# Segmentation mask data
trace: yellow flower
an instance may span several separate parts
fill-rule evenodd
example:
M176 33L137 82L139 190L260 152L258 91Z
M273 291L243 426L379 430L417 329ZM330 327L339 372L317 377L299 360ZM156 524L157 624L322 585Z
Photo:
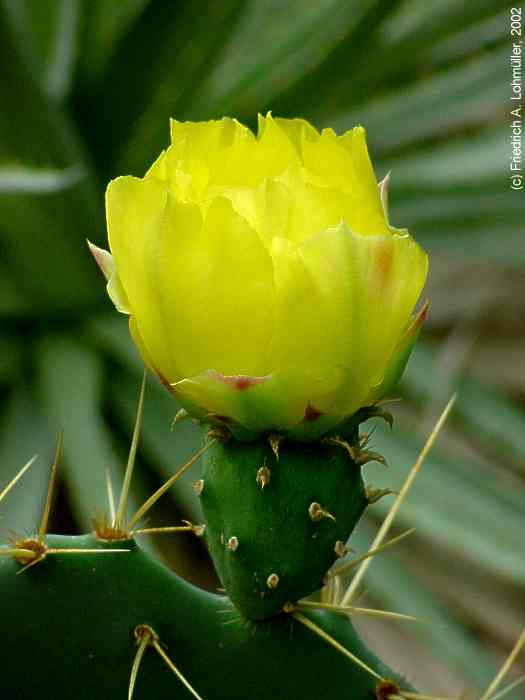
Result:
M92 251L108 292L193 415L317 439L399 379L427 257L390 226L361 127L172 121L106 206L111 255Z

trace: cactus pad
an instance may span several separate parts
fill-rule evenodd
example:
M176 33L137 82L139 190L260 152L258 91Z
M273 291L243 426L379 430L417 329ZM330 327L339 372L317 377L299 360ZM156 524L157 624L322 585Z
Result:
M278 614L323 584L366 504L360 467L339 445L218 442L198 492L221 581L249 619Z
M50 535L46 544L111 546L90 535ZM318 700L328 689L334 697L374 698L377 678L291 615L246 626L224 596L186 583L133 541L119 546L130 551L56 554L21 575L18 562L0 557L6 697L125 698L137 652L134 631L148 625L204 700ZM308 617L374 673L408 687L364 646L346 616L315 612ZM133 698L152 697L192 695L148 648Z

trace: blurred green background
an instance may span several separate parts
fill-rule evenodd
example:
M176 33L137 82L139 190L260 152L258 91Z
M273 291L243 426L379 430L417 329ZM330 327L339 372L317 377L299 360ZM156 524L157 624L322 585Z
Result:
M525 622L525 243L508 182L509 8L501 0L0 0L0 483L40 459L5 503L0 535L38 522L65 430L55 531L83 530L119 484L140 361L85 245L105 245L110 178L142 175L168 119L257 112L338 131L363 124L391 219L431 257L430 317L373 445L402 482L453 391L453 416L378 557L366 602L424 623L360 622L422 691L488 684ZM150 378L137 503L197 445ZM151 523L199 520L194 469ZM389 506L370 509L363 551ZM217 584L191 535L145 542ZM524 670L521 662L521 670ZM519 664L516 666L516 673ZM514 697L519 697L515 693Z

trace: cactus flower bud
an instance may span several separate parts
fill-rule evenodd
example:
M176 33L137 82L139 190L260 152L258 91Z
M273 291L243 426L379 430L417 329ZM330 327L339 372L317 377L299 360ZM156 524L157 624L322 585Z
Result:
M110 182L92 252L192 415L316 440L393 389L424 317L427 256L386 201L361 127L172 121L143 178Z

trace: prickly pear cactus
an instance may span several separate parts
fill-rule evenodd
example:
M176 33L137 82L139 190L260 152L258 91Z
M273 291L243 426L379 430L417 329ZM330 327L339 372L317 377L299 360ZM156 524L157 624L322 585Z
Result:
M110 500L111 515L98 517L94 532L47 533L59 448L36 533L13 535L0 547L6 697L428 700L366 647L349 620L354 612L381 611L345 604L351 587L342 599L330 589L343 571L395 541L332 566L346 554L338 543L366 503L381 495L363 486L360 462L378 457L363 449L365 440L353 431L353 441L327 436L308 445L278 444L273 436L246 444L203 426L204 447L128 519L138 429L139 420L118 509ZM206 524L140 527L152 504L199 456L205 459L195 490ZM0 491L0 506L33 461ZM139 533L176 531L206 532L226 595L187 583L135 540ZM321 601L309 597L325 581ZM492 697L523 645L525 631L484 698Z
M138 427L135 447L137 435ZM206 527L171 529L206 531L228 595L183 581L134 538L147 531L137 522L195 457L129 520L124 487L113 517L96 520L89 535L66 537L46 532L58 449L38 532L0 550L0 629L9 636L4 692L21 700L125 693L156 700L313 700L333 693L361 700L410 692L359 639L350 608L301 602L345 553L366 506L359 440L354 448L340 438L246 444L207 426L203 435L196 498ZM128 487L132 469L130 460Z
M365 507L383 495L364 486L363 465L384 458L359 426L391 422L379 402L427 310L412 317L427 257L390 225L387 187L361 127L336 136L271 114L257 135L227 118L172 121L146 175L110 183L111 252L91 252L145 365L204 444L128 518L144 383L118 507L110 498L93 533L59 537L47 532L59 443L36 534L0 549L4 694L425 700L348 619L407 616L356 607L352 584L342 597L333 585L389 545L411 483L374 547L348 557ZM141 527L200 457L205 522ZM160 531L204 535L225 595L186 583L135 541Z
M374 675L293 617L241 624L227 598L185 583L133 540L118 543L127 552L105 555L60 555L70 548L115 547L93 535L48 536L45 546L57 553L22 575L15 559L0 559L1 628L10 631L3 653L6 696L124 698L144 639L151 648L136 676L137 700L245 700L269 693L283 700L322 698L328 689L341 697L374 696ZM309 619L378 676L393 677L348 620L328 613ZM159 655L157 640L193 691Z

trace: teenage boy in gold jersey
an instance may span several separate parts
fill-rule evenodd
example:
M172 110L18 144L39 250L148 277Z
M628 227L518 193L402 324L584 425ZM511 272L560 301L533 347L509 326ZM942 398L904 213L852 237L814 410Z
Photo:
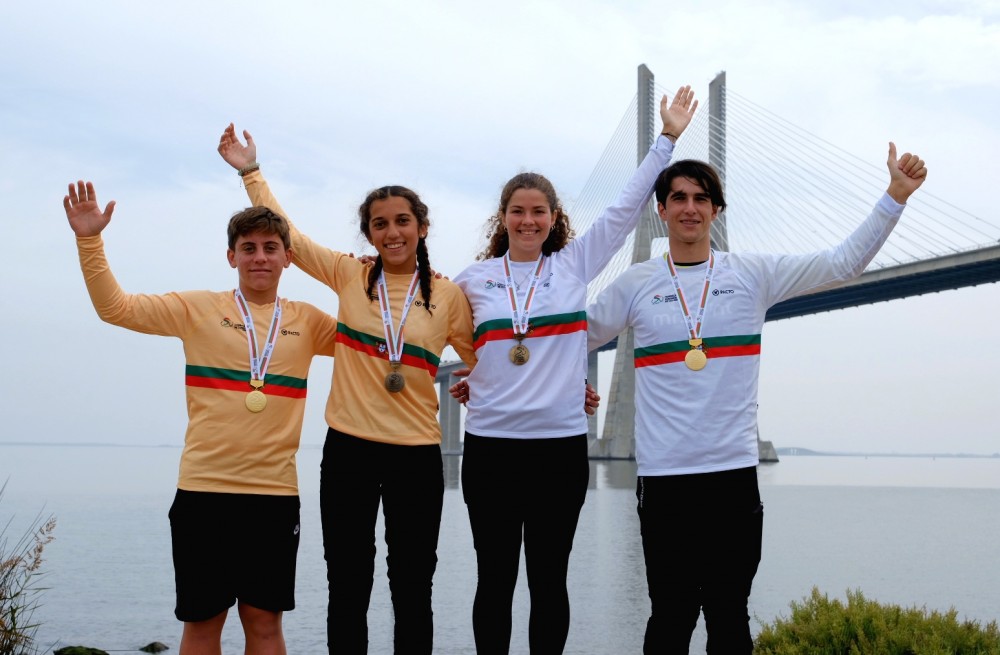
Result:
M188 427L170 509L181 655L221 653L237 605L246 653L284 655L282 612L295 606L299 496L295 453L314 355L333 356L337 322L278 297L291 263L286 220L265 207L229 221L227 291L128 294L104 255L92 183L63 199L80 265L104 321L184 343Z

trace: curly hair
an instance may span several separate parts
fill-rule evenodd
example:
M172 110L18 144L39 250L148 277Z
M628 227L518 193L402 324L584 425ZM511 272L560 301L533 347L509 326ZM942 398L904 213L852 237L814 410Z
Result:
M518 173L508 180L500 192L500 206L497 212L486 221L486 248L476 256L476 259L490 259L492 257L502 257L510 248L510 235L507 233L507 226L504 223L504 216L507 213L507 205L514 192L519 189L535 189L545 194L549 202L549 210L552 212L552 229L549 236L542 243L542 252L551 255L562 250L569 240L575 236L573 228L569 224L569 214L563 210L562 202L559 200L556 189L552 182L540 173Z
M427 217L429 210L427 209L427 205L420 199L420 196L412 189L392 184L369 192L365 201L358 207L358 217L361 219L361 233L366 238L371 239L372 235L372 204L376 200L385 200L393 197L402 198L410 204L410 211L413 212L413 216L417 219L418 226L425 229L431 226L431 221ZM420 240L417 241L417 270L420 271L420 296L424 301L424 309L427 310L428 314L433 314L431 311L431 260L427 252L427 237L420 237ZM375 301L378 298L375 285L378 283L378 277L381 272L382 255L379 255L375 258L375 265L368 271L368 286L365 288L368 299L371 301Z

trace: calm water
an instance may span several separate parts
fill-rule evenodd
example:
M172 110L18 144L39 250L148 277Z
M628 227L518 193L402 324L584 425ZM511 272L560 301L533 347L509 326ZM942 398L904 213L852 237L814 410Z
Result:
M0 525L10 535L43 509L58 520L45 551L42 643L175 648L167 510L178 448L0 445ZM302 541L298 608L286 614L289 652L325 652L325 568L319 530L318 448L299 456ZM472 653L475 553L459 458L446 459L449 488L435 576L435 651ZM512 483L516 472L511 474ZM570 561L573 623L567 653L639 653L648 613L635 514L635 467L595 463ZM981 622L1000 618L1000 459L786 457L760 468L764 560L751 614L767 622L813 585L848 589ZM381 527L380 527L381 529ZM369 611L373 655L391 653L392 616L380 540ZM523 567L522 567L523 569ZM518 584L512 652L527 652L527 587ZM755 628L759 623L754 623ZM235 611L226 653L241 653ZM47 651L50 652L50 651ZM173 651L173 652L176 652ZM699 626L692 652L704 652Z

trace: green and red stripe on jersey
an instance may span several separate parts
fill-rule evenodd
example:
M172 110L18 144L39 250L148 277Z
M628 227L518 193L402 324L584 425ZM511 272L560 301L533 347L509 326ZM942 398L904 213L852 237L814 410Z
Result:
M215 368L213 366L193 366L188 364L185 372L185 384L189 387L205 389L225 389L249 393L250 371L239 371L231 368ZM289 375L264 376L264 393L269 396L284 396L286 398L305 398L305 378L294 378Z
M377 337L365 332L352 330L344 325L343 321L337 323L337 344L347 346L369 357L389 361L389 349L386 348L384 337ZM379 346L382 347L381 350L379 350ZM441 358L429 350L424 350L420 346L404 342L403 356L400 361L406 366L422 368L430 373L431 377L434 377L437 375Z
M587 312L569 312L549 316L532 316L528 338L551 337L557 334L572 334L587 331ZM509 318L484 321L476 328L475 347L478 350L488 341L513 341L514 322Z
M708 337L702 339L702 348L709 360L719 357L747 357L760 355L760 335L740 334L732 337ZM655 346L645 346L635 349L635 367L657 366L683 362L691 344L684 341L671 341Z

# PROBLEM DETAILS
For each line above that has the word "jersey", add one to a tally, and report the final tally alone.

# RESULT OF THIS EXERCISE
2